---- EXTRAIT
Ibrahima Soumaré a la main hésitante. Crayon et gomme en main, il couche soigneusement quelques lettres sur une feuille blanche. Peu satisfait, il efface et reprend. Son exercice du jour: dessiner un graffiti avec le mot « top ».

« Ce n’est pas facile, surtout pour un nouveau comme moi », dit dans un sourire timide ce Sénégalais de 26 ans qui a abandonné ses études pour s’inscrire il y a deux mois dans une école de graffiti à Guédiawaye dans la banlieue dakaroise, le RBS Akademya.

Serigne Mansour Fall, alias Madzoo, un des 25 membres du collectif fondateur, assure que l’école créée en décembre 2021 n’a pas d’équivalent au Sénégal ni en Afrique. Elle se veut « un lieu de rencontre, d’échange, de partage de savoir-faire », explique-t-il.

L’objectif, « c’est d’apporter notre part d’héritage », « de former de jeunes professionnels » pour qu’ils soient « utiles » à la société et d’aider les gens à « prendre conscience des enjeux de leur époque ».
--------
VOS CONSIGNES —
a) Résumez en deux phrases l'extrait consacré à l'école de graffiti de Guédiawaye.
b) Poursuivez l'extrait sur l'école de graffiti de Guédiawaye à partir de sa dernière phrase.
---- DONNÉES SOURCES
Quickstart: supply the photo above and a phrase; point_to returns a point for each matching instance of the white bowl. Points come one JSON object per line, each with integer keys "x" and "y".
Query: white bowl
--------
VOS RÉPONSES —
a) Ibrahima Soumaré, un Sénégalais de 26 ans qui a abandonné ses études, s'est inscrit il y a deux mois au RBS Akademya, une école de graffiti située à Guédiawaye, dans la banlieue dakaroise. Selon Serigne Mansour Fall, alias Madzoo, l'un des 25 membres du collectif fondateur, cette école créée en décembre 2021 n'a pas d'équivalent au Sénégal ni en Afrique, et elle vise à former de jeunes professionnels utiles à la société et à aider les gens à prendre conscience des enjeux de leur époque.

b)
Les graffitis font partie du décor de Dakar et de sa banlieue où la culture hip-hop passionne de nombreux jeunes.

Le graffiti est apparu au Sénégal vers la fin des années 80 en même temps qu’un mouvement spontané de jeunes, « Set-Setal » (littéralement « propre et rendre propre »).

Ces jeunes combattaient l’insalubrité dans la capitale et sa banlieue et, après avoir nettoyé les quartiers, dessinaient sur les murs des images de marabouts afin de dissuader les habitants de jeter de nouveau leurs ordures dans la rue, raconte Madzoo.

Naguère considéré comme un « métier de paresseux qui ne fait pas vivre son homme », le graffiti gagne aujourd’hui en reconnaissance, croit Madzoo.

Tableaux et graffitis rivalisent de beauté et de couleurs dans les couloirs du bâtiment de deux étages qui abrite l’école.

Une peinture d’un vieil homme à la barbe blanche captive le regard, une petite plante aux fleurs formées de coquillages germe de son crane rasé. « Il symbolise le panafricanisme », explique Madzoo, l’auteur.

La salle de classe, un espace avec une longue table de travail et un tableau mural, n’est pas moins panachée.

De gros caractères roses et verts décorent le mur à l’entrée. Le mot, difficile à décrypter, c’est « style », décode Ibrahima Soumaré. « J’avais aussi du mal à le lire avant », sourit-il.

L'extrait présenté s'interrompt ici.